*About this exercise*. Say how many of the lines below hold "find", writing the number and nothing more.

*Given records*.

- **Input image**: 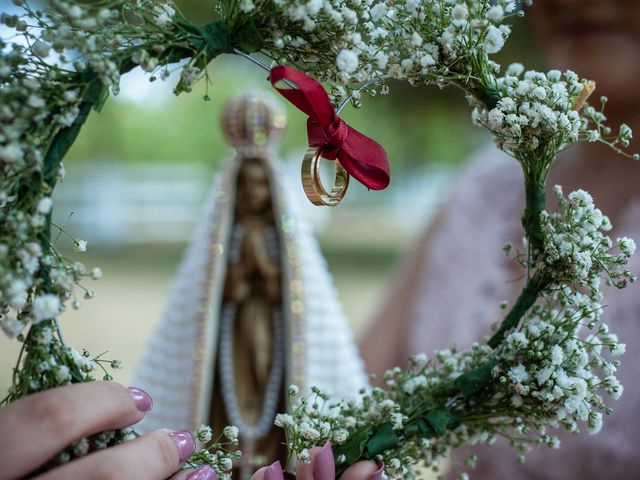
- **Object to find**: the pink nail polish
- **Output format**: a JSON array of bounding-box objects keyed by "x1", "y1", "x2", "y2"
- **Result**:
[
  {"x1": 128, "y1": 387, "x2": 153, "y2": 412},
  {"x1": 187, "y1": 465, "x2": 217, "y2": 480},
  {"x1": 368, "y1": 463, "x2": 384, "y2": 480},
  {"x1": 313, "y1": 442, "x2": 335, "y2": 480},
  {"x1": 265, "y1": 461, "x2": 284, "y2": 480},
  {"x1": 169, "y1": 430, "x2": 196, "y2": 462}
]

* * *

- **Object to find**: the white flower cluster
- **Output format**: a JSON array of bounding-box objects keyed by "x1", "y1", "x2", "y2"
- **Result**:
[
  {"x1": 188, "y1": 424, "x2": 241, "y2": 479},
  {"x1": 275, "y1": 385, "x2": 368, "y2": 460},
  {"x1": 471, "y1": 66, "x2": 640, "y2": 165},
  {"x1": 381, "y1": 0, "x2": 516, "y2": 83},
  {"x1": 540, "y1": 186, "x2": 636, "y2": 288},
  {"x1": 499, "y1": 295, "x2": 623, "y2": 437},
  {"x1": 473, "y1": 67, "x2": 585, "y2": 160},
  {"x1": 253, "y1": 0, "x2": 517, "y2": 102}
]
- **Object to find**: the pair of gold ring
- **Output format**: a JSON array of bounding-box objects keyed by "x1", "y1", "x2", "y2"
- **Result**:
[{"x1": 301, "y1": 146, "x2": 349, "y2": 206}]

*Response area*. 3